** Start of DATA RECORDS **

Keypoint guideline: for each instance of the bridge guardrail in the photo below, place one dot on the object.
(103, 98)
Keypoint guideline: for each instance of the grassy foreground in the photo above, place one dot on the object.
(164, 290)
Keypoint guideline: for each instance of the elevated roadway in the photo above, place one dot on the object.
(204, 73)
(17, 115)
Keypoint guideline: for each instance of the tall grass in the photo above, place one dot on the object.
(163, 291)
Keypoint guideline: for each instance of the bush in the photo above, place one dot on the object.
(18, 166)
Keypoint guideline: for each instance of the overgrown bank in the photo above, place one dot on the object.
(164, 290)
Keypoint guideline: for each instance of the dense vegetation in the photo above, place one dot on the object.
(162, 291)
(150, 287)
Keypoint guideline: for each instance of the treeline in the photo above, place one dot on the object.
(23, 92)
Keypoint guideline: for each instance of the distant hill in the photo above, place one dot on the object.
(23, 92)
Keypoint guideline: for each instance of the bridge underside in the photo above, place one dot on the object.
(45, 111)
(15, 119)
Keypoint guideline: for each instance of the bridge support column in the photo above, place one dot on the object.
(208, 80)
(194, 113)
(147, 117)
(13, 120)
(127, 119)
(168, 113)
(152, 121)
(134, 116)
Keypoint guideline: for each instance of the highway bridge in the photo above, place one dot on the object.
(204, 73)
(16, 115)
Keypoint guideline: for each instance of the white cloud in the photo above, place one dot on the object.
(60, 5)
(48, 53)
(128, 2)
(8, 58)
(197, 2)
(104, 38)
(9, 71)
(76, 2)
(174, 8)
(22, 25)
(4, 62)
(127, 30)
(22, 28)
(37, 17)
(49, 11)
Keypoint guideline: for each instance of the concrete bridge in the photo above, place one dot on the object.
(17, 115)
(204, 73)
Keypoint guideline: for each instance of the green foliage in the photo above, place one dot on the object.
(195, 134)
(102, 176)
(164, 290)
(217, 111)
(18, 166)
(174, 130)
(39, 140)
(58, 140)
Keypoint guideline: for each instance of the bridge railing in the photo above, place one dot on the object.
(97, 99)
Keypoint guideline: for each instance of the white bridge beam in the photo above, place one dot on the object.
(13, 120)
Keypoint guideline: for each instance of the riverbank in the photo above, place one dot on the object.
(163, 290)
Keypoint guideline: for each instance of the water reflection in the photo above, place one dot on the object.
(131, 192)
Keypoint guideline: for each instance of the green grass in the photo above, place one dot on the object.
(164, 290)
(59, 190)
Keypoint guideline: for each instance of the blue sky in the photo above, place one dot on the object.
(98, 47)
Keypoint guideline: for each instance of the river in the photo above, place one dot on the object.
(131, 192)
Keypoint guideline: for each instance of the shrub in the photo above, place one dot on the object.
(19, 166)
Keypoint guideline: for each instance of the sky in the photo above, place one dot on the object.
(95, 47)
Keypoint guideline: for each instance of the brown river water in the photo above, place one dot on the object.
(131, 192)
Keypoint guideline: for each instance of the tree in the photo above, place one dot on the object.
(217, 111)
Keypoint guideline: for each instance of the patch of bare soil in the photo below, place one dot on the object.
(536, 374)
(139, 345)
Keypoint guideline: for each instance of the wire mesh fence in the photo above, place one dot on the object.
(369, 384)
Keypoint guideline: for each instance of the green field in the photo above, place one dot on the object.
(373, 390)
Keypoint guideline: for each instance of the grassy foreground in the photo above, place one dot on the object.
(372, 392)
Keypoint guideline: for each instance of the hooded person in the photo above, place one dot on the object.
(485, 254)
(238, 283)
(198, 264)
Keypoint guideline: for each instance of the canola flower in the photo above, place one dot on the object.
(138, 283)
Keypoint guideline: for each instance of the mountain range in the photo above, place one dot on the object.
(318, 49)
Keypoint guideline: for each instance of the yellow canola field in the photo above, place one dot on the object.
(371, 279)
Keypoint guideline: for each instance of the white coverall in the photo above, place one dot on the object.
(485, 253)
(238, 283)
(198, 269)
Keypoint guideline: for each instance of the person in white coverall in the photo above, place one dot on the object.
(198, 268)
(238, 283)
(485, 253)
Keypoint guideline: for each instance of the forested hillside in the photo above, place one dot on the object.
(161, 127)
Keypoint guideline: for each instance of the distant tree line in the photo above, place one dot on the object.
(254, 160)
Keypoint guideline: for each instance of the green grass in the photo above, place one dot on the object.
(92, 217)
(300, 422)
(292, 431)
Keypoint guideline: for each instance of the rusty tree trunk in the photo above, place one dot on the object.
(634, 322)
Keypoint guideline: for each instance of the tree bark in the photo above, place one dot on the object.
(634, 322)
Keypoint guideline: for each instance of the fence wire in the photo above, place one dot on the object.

** End of DATA RECORDS **

Return all of the entries word for word.

#### EXERCISE RESULT
Keypoint guideline: for each instance of the bridge guardrail in the photo below, place one dot on the object.
(103, 98)
Keypoint guideline: for each instance of the grassy foreground in the photo above, place one dot on the object.
(164, 290)
Keypoint guideline: for each instance of the elevated roadway in the photo above, place one dot on the object.
(204, 73)
(17, 115)
Keypoint guideline: for each instance of the tall grass in the photo above, place one dot on the object.
(163, 291)
Keypoint guideline: for each instance of the bush in the photo above, place one dot on the object.
(18, 166)
Keypoint guideline: for each instance of the overgrown bank in the photo above, place one dot on the object.
(164, 290)
Keypoint guideline: for each instance of the dense vegetation in the photo above, place one dot on the object.
(162, 291)
(150, 287)
Keypoint guideline: for each instance of the treeline in the photo above, place one dot on the object.
(23, 92)
Keypoint guideline: for each instance of the distant hill in the photo above, place one dot on the object.
(23, 92)
Keypoint guideline: for each instance of the bridge underside in the photo above, place one dot on the object.
(45, 111)
(15, 119)
Keypoint guideline: for each instance of the bridge support column in the photo above, place one dot on the object.
(208, 80)
(194, 113)
(147, 117)
(13, 120)
(127, 119)
(168, 113)
(152, 121)
(134, 116)
Keypoint guideline: for each instance of the highway bridge in the photo above, place one dot on the object.
(204, 73)
(16, 115)
Keypoint guideline: for each instance of the white cloud in the photo above, place one dot on the object.
(60, 5)
(48, 53)
(128, 2)
(8, 58)
(197, 2)
(104, 38)
(9, 71)
(76, 2)
(174, 8)
(22, 25)
(4, 62)
(127, 30)
(22, 28)
(37, 17)
(49, 11)
Keypoint guideline: for each instance of the concrete bridge in the photo above, place one dot on the object.
(17, 115)
(204, 73)
Keypoint guideline: for each instance of the green foliage in the photo above, place one dot on the object.
(195, 134)
(102, 176)
(164, 290)
(217, 111)
(18, 166)
(174, 130)
(39, 140)
(58, 140)
Keypoint guideline: for each instance of the bridge railing in the photo above, place one dot on the object.
(97, 99)
Keypoint guideline: for each instance of the white bridge beam in the photo above, place one dot on the object.
(13, 120)
Keypoint guideline: for each instance of the riverbank in the photo above, place one dot on the object.
(163, 290)
Keypoint guideline: for each instance of the water reflection in the photo above, place one dot on the object.
(131, 192)
Keypoint guideline: for each instance of the green grass in the photo above, place one dot on the object.
(164, 290)
(59, 190)
Keypoint guideline: for each instance of the blue sky in the photo above, place one dot on the object.
(98, 47)
Keypoint guideline: for each instance of the river in the photo above, place one dot on the object.
(131, 192)
Keypoint guideline: for each instance of the shrub in the photo above, place one dot on the object.
(19, 166)
Keypoint guideline: for each instance of the sky in the photo above, place one dot on the object.
(95, 47)
Keypoint guideline: for each instance of the brown river water in the photo above, place one dot on the object.
(131, 192)
Keypoint guideline: for each instance of the tree in the photo above, place one dot on the object.
(217, 111)
Keypoint guideline: for each instance of the patch of bare soil in the photo below, place one dot on the object.
(536, 374)
(139, 345)
Keypoint guideline: for each instance of the wire mesh fence in the photo above, place one dot on the object.
(369, 384)
Keypoint guideline: for each instance of the green field in the photo above, place one dot on the object.
(373, 390)
Keypoint guideline: for each instance of the grassy foreground in the photo above, place one dot on the object.
(372, 392)
Keypoint guideline: for each instance of the hooded person in the photo above, place one dot on the object.
(485, 254)
(238, 283)
(198, 264)
Keypoint guideline: for each instance of the canola flower in the photo above, place one dot on the object.
(138, 283)
Keypoint guideline: for each instance of the mountain range in the photo above, place one dot on the object.
(318, 49)
Keypoint guideline: for each instance of the yellow canola field in the photo above, place one dot on the object.
(371, 279)
Keypoint guideline: for each instance of the white coverall in the photo above, place one dot on the object.
(485, 253)
(238, 283)
(198, 269)
Keypoint guideline: for each instance of the person in white coverall in the photo above, place one dot on the object.
(198, 268)
(238, 283)
(485, 253)
Keypoint guideline: for each instance of the forested hillside in the photo above, place one dot on the object.
(161, 127)
Keypoint guideline: for each instance of the distant tree line in the photo above, place one dot on the object.
(254, 160)
Keypoint guideline: for each instance of the green grass in the photo above, place one dot on the object.
(92, 217)
(300, 422)
(292, 431)
Keypoint guideline: for each instance of the rusty tree trunk in the photo above, place one dot on the object.
(634, 322)
Keypoint guideline: for each instance of the tree bark in the photo above, place one dot on the object.
(634, 322)
Keypoint guideline: for each instance of the fence wire in the photo above, place one dot on the object.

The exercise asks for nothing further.